Excerpts from a pointing dataset
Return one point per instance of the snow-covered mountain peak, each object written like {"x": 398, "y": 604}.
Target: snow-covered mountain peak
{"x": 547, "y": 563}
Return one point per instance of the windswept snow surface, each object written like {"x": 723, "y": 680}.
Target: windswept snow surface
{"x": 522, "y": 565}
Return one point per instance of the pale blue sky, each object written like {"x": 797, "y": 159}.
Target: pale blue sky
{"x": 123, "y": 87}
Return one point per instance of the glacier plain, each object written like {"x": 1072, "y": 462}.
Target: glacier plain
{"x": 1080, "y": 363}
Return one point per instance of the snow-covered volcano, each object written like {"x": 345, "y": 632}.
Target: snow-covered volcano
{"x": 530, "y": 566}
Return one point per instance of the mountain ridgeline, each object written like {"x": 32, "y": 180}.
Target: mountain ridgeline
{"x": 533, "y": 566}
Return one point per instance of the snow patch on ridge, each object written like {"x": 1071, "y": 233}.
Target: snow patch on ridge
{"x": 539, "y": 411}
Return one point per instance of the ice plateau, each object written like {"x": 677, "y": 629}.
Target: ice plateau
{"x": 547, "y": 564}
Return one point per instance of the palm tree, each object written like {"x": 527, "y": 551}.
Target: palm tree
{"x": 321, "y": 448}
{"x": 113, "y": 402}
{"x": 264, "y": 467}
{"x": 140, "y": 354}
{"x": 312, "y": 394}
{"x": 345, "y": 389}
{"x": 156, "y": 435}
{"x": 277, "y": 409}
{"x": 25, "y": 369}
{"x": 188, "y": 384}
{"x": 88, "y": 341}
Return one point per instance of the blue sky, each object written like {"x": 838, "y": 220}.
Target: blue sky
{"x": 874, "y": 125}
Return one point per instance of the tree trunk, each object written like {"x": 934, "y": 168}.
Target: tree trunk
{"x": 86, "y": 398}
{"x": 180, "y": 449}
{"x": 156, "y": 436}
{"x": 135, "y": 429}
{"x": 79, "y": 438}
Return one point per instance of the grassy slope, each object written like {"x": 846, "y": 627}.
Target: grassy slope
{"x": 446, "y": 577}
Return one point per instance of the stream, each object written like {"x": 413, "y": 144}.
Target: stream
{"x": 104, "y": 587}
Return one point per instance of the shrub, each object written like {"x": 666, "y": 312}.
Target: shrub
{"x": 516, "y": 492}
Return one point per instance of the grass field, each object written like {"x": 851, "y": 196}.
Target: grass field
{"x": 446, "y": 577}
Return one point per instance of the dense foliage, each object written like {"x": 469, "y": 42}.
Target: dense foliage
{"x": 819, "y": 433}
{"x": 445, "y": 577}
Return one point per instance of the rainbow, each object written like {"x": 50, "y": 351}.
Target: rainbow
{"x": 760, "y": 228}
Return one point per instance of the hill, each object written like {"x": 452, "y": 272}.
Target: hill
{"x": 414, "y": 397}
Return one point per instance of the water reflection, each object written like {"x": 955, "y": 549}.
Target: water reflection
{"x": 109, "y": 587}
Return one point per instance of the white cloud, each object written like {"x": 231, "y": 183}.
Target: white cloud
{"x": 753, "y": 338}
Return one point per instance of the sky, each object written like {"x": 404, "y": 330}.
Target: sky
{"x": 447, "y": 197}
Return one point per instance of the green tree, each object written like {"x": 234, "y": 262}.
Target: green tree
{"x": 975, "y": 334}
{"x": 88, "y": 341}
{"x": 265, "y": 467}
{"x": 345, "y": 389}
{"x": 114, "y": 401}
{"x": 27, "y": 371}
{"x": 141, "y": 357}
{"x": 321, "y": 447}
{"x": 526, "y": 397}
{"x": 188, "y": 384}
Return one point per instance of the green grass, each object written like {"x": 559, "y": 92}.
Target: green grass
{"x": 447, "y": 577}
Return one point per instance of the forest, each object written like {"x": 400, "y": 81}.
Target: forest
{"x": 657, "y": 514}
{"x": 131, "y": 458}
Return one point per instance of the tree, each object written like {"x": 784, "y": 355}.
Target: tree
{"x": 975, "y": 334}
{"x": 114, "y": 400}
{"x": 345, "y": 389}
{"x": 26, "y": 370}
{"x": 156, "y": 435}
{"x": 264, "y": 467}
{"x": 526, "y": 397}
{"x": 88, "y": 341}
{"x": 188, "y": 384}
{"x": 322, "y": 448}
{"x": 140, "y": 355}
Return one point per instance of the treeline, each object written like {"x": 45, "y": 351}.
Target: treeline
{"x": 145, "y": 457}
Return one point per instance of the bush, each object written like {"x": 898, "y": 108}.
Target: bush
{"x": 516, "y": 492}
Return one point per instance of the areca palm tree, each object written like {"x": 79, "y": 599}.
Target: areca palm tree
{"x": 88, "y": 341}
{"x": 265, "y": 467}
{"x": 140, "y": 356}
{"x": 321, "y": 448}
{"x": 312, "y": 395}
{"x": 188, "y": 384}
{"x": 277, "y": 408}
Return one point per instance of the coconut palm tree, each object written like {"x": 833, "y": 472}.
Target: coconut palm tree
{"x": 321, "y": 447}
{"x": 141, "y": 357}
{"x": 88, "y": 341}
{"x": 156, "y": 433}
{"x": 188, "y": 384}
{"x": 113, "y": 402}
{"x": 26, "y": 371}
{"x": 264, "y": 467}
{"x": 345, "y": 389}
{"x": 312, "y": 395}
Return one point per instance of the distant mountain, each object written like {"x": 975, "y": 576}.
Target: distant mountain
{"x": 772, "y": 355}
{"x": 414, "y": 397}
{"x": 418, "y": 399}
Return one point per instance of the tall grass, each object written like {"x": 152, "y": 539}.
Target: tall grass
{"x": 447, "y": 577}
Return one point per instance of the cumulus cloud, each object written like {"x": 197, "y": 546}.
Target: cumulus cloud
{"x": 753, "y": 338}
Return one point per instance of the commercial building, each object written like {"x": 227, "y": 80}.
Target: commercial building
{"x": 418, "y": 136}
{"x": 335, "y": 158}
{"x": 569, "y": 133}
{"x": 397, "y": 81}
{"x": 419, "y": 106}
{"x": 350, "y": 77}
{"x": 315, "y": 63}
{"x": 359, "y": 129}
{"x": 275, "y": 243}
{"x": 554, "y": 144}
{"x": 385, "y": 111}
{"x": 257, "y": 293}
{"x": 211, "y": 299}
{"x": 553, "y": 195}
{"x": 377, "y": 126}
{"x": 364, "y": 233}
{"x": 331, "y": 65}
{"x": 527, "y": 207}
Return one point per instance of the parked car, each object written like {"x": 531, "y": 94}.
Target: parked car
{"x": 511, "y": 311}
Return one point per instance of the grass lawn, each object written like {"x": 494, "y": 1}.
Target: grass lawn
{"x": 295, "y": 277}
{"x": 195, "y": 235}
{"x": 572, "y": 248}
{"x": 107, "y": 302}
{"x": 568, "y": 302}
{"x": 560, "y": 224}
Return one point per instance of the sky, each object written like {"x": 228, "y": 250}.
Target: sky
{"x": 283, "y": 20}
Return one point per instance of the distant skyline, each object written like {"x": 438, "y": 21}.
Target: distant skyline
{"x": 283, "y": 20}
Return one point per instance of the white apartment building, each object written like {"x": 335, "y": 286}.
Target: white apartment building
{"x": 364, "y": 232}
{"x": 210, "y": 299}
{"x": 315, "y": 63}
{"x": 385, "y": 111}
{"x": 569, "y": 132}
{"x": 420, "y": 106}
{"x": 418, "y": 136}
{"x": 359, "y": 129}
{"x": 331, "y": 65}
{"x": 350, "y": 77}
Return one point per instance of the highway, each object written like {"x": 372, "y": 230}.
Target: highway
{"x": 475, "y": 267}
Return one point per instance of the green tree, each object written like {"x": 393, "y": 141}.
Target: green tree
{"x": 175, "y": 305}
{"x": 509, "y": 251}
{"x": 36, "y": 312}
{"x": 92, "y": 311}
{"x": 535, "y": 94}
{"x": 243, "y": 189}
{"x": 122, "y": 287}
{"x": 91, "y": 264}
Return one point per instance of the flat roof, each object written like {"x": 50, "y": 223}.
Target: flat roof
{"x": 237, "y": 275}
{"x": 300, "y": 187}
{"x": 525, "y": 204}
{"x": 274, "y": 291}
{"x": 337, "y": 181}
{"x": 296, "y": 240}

OBJECTIVE
Reproduce the listing from the line containing "Return one point per instance of the grass lawn, each" through the end of the listing, both ends included, scaling every answer coordinate by 1.05 and rounding to the nearest whole number, with halves rounded up. Leave the request lines, including their sample coordinates, unchanged.

TASK RESPONSE
Return one point per instance of the grass lawn, each object written like {"x": 494, "y": 1}.
Target: grass lawn
{"x": 310, "y": 291}
{"x": 205, "y": 247}
{"x": 601, "y": 260}
{"x": 112, "y": 317}
{"x": 596, "y": 317}
{"x": 588, "y": 235}
Return one point per instance of the sky, each object written like {"x": 228, "y": 250}.
Target: sky
{"x": 297, "y": 21}
Return one point per instance of the distant skyline, each object written like {"x": 438, "y": 21}.
Target: distant skyline
{"x": 297, "y": 21}
Return one point per instance of the white apartment building, each object written like {"x": 335, "y": 286}.
Target: white apartment building
{"x": 382, "y": 244}
{"x": 221, "y": 314}
{"x": 331, "y": 66}
{"x": 404, "y": 117}
{"x": 597, "y": 139}
{"x": 441, "y": 111}
{"x": 439, "y": 143}
{"x": 377, "y": 135}
{"x": 348, "y": 68}
{"x": 368, "y": 81}
Return one point per instance of the highway, each object written like {"x": 372, "y": 230}.
Target: highway
{"x": 499, "y": 280}
Return one point per instance of the green tree, each object written like {"x": 393, "y": 141}.
Target: green tree
{"x": 184, "y": 320}
{"x": 534, "y": 264}
{"x": 38, "y": 328}
{"x": 97, "y": 327}
{"x": 562, "y": 99}
{"x": 255, "y": 198}
{"x": 128, "y": 301}
{"x": 96, "y": 277}
Return one point per instance of the flat roof, each object written like {"x": 50, "y": 223}.
Target: flat roof
{"x": 249, "y": 289}
{"x": 315, "y": 196}
{"x": 551, "y": 214}
{"x": 288, "y": 306}
{"x": 354, "y": 190}
{"x": 311, "y": 252}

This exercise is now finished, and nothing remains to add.